### The data:
↓↓↓

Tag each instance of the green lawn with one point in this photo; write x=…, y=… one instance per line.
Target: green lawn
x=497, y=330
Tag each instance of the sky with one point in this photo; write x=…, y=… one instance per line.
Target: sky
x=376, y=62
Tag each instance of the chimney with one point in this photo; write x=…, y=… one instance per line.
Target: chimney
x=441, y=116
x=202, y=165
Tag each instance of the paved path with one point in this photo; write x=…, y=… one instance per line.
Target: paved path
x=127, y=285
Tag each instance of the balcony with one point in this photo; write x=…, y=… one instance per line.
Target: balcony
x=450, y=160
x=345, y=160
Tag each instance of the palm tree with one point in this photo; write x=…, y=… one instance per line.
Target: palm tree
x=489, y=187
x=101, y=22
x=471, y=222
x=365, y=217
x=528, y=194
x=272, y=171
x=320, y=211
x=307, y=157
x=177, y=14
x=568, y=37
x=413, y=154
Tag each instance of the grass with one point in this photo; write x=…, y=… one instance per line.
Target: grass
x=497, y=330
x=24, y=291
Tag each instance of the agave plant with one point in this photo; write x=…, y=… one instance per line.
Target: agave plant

↑↑↑
↓↓↓

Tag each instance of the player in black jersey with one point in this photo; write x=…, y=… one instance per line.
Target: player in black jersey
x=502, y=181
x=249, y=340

↑↑↑

### Exercise requirements:
Consider the entries above and return each line with the string "agave".

### Answer box:
Tag each instance of the agave plant with one point in this photo; write x=…, y=… one instance per line.
Target: agave plant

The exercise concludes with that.